**Задание:** Пожалуйста, найдите в записях ниже все строки, где встречается слово "outcrop", и перепишите их. Регистр букв имеет значение.

(Записи с разметкой положения объектов)
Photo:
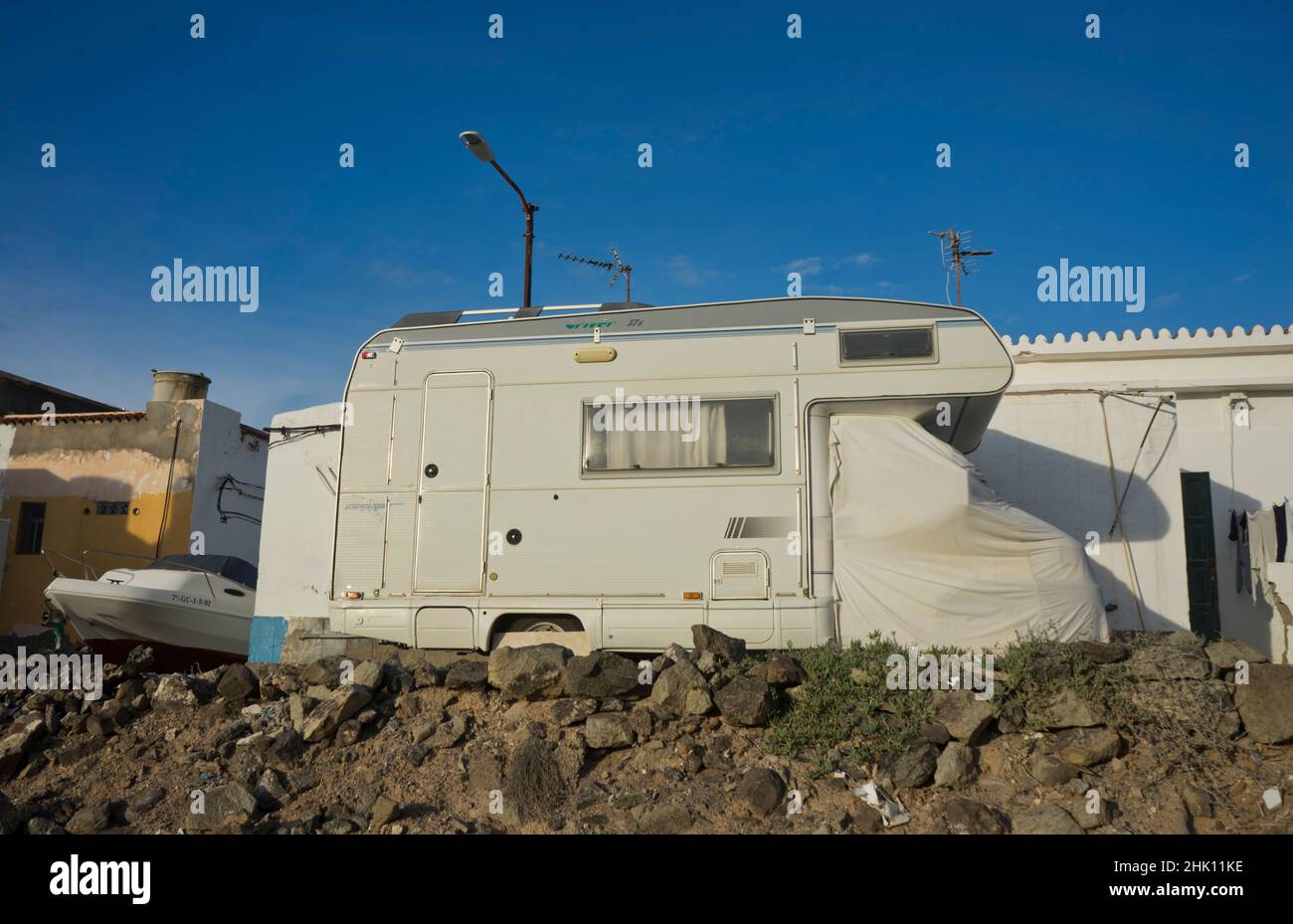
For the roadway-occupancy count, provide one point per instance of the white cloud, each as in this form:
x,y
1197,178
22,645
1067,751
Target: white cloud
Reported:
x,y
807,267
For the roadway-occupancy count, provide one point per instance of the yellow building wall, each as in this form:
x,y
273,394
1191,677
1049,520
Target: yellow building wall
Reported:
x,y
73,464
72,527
* * *
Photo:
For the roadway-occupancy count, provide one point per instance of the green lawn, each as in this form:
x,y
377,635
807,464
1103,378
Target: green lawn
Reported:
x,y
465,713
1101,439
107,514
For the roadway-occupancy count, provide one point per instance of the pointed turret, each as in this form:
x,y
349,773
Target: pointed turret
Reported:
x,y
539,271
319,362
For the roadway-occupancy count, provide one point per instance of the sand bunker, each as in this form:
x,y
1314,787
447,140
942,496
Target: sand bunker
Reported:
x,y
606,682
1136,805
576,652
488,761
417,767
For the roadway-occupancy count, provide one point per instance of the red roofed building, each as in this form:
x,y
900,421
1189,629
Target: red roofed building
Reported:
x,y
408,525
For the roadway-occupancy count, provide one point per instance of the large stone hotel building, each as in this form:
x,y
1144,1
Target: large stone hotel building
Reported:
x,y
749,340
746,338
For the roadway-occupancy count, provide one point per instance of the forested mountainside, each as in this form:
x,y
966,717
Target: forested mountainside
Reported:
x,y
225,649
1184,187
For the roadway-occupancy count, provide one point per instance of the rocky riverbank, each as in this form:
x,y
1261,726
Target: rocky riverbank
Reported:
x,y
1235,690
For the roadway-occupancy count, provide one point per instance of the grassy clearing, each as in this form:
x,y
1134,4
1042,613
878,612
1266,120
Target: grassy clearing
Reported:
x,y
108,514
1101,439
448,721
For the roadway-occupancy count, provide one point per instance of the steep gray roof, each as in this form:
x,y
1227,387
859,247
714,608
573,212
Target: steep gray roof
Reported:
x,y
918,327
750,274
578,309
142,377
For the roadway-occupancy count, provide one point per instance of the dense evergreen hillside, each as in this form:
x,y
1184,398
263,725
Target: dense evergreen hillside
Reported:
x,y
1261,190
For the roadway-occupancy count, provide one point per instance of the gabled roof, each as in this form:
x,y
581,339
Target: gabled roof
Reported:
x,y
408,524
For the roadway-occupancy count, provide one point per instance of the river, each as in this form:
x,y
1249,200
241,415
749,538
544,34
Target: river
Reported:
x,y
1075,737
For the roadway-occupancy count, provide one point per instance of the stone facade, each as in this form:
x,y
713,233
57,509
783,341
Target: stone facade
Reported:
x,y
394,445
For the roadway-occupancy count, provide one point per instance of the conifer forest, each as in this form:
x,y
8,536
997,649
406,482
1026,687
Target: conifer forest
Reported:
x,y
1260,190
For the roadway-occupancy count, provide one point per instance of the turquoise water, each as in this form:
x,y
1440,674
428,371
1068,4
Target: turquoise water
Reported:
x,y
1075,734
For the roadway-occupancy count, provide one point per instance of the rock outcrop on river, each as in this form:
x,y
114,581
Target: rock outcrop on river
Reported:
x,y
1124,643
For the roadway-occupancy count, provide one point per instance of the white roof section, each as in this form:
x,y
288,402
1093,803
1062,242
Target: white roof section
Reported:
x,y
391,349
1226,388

**В ответ:**
For the roadway-occupancy count, provide one point per instance of the rock outcrop on river, each as in this form:
Target: rock outcrop on river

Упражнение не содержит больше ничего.